EXTRAIT DU DOCUMENT
Les journées de l’Abes ont été l’occasion de faire le point sur la question à l’heure où la Commission européenne a ouvert une consultation pour réviser la directive européenne sur le droit d’auteur datant de 2001 et après l’échec des discussions entamées  par un groupe de travail sur le Dataming créé dans le cadre de l’initiative « Licences for Europe » qui préconisait le seul contrat comme solution à ces questions.

Dans une brève présentation de la question (20 minutes), j’ai souhaité rappeler que :

  • le TDM était un enjeu économique, comme l’indique un rapport européen récent établissant une comparaison entre l’Europe entre les États-Unis, pays où, même si d’autres facteurs expliquent un « retard » européen, le Fair Use (usage loyal) donne des marges de manœuvres plus larges que le droit d’auteur européen ;
  • qu’il s’agit donc d’un enjeu politique, mettant en jeu l’intérêt général, donc un enjeu juridique pour l’encadrer en organisant un équilibre entre les intérêts des ayants droit et ceux de la société.

En matière de droit d’auteur, on soulignera :

  • qu’il était important que tous les usages nécessaires aux opérations d’ « analyse des données » (copie, extraction, communication) soient expressément mentionnés, sous peine d’insécurité juridique, d’où la nécessité d’être précis dans la définition donnée du TDM (le terme d’exploration seul n’étant pas suffisamment explicite) ;
  • que le terme «  données », au sens de la directive européenne protégeant les bases de données, couvre aussi les œuvres.

Il convenait de rappeler à grands traits ce qui permet à des œuvres mais aussi à des bases de données d’être protégées par le droit d’auteur et quelles sont les conditions permettant à un producteur de base de données de s’opposer à une extraction (mining) et à une réutilisation de la base qu’il a constituée et mise à jour.

DONNÉES FOURNIES
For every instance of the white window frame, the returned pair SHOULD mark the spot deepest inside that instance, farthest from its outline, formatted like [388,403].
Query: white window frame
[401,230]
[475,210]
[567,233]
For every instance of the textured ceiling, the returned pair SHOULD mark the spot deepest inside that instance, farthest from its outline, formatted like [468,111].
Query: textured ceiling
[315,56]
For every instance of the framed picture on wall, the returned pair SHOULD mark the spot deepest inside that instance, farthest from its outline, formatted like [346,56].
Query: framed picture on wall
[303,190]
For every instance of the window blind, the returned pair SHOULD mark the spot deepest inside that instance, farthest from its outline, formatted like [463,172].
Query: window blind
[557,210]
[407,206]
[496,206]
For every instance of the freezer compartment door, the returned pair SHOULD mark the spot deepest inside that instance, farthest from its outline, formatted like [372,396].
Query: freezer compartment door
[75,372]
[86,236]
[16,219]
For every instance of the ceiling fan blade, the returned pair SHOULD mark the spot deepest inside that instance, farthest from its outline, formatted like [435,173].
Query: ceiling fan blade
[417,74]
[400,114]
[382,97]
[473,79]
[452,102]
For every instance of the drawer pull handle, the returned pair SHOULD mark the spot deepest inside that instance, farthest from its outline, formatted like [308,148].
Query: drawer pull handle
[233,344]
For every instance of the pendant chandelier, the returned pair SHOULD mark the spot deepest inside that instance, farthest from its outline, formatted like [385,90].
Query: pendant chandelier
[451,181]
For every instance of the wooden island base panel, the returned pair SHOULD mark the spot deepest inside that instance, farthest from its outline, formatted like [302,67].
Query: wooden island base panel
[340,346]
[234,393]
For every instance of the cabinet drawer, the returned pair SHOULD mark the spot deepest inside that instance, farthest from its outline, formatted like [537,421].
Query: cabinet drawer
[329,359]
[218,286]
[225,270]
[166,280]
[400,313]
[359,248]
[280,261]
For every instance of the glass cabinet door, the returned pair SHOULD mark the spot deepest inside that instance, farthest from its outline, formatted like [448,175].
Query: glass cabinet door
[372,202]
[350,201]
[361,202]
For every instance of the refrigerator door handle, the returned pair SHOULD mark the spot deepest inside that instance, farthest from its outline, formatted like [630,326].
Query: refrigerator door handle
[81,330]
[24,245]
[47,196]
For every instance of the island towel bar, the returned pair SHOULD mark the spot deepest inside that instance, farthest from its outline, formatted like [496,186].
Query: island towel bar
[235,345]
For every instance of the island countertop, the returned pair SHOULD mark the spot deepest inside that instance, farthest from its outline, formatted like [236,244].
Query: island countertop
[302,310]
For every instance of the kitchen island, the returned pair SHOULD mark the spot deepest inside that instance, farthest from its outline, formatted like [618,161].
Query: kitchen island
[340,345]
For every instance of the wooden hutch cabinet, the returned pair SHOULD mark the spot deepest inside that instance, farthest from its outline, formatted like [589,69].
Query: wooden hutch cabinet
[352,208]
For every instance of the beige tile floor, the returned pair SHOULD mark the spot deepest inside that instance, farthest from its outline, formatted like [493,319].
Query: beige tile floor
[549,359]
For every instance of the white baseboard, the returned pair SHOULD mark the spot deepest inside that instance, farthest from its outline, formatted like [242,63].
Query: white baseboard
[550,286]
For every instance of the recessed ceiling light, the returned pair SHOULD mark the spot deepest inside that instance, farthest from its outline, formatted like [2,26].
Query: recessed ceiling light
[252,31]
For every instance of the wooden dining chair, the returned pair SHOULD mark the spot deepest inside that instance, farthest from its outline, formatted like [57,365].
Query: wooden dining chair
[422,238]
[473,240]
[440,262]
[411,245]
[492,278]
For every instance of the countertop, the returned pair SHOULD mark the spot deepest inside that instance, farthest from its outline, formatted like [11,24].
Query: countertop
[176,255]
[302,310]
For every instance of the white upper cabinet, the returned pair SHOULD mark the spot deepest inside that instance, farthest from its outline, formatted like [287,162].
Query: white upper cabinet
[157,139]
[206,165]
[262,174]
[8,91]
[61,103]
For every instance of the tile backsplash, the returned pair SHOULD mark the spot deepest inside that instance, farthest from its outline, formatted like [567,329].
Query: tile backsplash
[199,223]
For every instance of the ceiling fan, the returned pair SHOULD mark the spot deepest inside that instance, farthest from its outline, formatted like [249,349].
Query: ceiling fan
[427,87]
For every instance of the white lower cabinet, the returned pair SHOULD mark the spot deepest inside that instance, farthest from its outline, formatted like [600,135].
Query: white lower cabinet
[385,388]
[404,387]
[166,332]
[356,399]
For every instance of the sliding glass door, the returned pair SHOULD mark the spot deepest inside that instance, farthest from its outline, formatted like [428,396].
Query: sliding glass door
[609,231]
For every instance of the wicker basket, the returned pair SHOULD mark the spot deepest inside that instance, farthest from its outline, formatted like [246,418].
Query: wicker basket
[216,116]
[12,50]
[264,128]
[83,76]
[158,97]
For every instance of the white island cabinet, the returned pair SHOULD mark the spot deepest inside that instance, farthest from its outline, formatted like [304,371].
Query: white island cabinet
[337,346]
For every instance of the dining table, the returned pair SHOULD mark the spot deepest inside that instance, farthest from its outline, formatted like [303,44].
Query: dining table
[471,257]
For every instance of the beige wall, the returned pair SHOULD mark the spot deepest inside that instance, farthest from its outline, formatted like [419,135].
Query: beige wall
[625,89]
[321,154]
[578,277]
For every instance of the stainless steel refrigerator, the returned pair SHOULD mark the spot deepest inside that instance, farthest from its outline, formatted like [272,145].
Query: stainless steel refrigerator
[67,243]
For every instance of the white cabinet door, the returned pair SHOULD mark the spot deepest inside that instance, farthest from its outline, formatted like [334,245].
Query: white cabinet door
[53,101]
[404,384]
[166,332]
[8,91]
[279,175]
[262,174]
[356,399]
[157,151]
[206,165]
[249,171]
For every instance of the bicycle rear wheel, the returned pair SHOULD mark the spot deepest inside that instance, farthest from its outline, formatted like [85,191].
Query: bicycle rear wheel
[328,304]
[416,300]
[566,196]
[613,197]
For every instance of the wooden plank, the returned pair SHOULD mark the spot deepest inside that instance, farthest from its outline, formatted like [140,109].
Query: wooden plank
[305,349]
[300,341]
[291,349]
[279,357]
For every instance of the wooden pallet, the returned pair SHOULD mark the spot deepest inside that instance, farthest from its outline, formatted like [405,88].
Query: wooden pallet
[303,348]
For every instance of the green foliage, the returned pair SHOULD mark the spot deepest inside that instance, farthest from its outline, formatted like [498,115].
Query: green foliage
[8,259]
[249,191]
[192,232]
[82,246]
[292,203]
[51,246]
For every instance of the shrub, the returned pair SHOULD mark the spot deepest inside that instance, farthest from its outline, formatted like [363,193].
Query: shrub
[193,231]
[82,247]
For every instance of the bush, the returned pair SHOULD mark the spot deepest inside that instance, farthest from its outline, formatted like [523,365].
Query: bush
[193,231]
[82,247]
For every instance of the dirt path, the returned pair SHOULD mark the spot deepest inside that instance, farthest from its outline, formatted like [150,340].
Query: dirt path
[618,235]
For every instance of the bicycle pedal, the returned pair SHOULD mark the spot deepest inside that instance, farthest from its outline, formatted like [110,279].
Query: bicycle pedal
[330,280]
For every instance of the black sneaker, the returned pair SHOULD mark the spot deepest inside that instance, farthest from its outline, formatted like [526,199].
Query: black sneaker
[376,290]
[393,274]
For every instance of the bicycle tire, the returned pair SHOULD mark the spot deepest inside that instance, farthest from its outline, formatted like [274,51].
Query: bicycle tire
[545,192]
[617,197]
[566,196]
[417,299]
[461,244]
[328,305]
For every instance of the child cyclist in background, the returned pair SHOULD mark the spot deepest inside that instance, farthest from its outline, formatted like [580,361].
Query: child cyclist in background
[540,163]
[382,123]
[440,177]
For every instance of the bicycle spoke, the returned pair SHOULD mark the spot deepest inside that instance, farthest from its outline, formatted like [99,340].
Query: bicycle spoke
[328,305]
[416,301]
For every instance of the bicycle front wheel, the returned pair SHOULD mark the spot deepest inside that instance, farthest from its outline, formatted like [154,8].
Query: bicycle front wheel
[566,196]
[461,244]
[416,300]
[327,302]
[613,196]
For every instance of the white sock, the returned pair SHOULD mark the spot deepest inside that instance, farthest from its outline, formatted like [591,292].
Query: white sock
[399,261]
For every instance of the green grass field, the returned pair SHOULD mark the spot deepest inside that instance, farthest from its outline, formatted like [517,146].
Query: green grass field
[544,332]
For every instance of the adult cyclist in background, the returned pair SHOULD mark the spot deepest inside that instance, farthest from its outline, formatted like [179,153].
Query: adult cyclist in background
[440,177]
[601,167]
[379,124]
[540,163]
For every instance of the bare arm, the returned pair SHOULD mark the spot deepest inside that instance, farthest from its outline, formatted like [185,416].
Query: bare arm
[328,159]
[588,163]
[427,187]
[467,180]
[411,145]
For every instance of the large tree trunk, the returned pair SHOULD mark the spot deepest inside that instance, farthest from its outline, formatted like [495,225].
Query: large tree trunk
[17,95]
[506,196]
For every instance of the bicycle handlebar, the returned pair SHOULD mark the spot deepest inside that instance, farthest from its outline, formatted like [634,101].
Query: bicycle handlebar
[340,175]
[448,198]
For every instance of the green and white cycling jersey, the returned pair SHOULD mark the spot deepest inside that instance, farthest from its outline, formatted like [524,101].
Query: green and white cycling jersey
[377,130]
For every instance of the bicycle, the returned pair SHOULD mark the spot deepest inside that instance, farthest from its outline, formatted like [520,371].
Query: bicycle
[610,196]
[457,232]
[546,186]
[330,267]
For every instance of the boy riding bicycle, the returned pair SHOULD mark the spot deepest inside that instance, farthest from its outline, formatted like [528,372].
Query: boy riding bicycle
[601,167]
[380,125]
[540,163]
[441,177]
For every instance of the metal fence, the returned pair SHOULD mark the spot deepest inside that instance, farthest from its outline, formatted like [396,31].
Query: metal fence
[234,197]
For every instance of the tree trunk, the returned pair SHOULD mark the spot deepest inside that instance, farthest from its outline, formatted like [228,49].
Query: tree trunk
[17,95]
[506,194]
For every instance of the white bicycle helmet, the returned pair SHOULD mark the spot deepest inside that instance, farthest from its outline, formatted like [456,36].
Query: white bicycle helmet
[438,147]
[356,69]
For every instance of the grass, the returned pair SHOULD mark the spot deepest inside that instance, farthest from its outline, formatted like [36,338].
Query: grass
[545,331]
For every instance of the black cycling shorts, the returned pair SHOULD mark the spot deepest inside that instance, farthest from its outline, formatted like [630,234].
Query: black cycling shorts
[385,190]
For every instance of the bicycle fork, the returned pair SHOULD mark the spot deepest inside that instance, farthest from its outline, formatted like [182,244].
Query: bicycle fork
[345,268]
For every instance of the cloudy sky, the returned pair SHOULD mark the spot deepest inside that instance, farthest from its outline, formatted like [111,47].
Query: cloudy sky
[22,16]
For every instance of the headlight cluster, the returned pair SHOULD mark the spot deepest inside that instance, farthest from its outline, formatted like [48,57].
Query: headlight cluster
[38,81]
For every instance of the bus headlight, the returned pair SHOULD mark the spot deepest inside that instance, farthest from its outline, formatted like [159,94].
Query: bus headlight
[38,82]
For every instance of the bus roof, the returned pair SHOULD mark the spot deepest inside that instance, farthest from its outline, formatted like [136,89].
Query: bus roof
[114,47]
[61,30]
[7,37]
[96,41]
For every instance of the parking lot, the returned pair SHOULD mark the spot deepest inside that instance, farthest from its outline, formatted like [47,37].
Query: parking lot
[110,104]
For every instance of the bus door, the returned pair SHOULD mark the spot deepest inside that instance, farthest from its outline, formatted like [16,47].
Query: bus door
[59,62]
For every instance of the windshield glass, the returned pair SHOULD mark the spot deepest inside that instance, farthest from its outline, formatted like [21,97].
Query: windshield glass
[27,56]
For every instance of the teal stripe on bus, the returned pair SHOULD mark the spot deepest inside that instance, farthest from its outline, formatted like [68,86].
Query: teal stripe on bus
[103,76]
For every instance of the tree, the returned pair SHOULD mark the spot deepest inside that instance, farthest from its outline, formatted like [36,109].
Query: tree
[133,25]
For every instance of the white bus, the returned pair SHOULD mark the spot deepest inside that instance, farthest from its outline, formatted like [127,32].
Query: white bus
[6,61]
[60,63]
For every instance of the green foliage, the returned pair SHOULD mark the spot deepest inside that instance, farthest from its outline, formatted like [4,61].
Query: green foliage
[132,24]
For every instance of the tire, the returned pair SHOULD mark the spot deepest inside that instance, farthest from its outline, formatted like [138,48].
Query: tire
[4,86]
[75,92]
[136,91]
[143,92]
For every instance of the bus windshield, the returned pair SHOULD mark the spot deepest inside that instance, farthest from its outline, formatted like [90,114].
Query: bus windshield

CONSIGNES DE L'EXERCICE
Répondez à ces questions sur l'extrait consacré au TDM et au droit d'auteur :
1. De quelle année date la directive européenne sur le droit d'auteur que la Commission européenne veut réviser ?
2. Combien de temps a duré la brève présentation de la question ?
3. Que couvre aussi le terme « données » au sens de la directive européenne protégeant les bases de données ?

RÉPONSE RÉDIGÉE
1. Elle date de 2001.
2. Elle a duré 20 minutes.
3. Il couvre aussi les œuvres.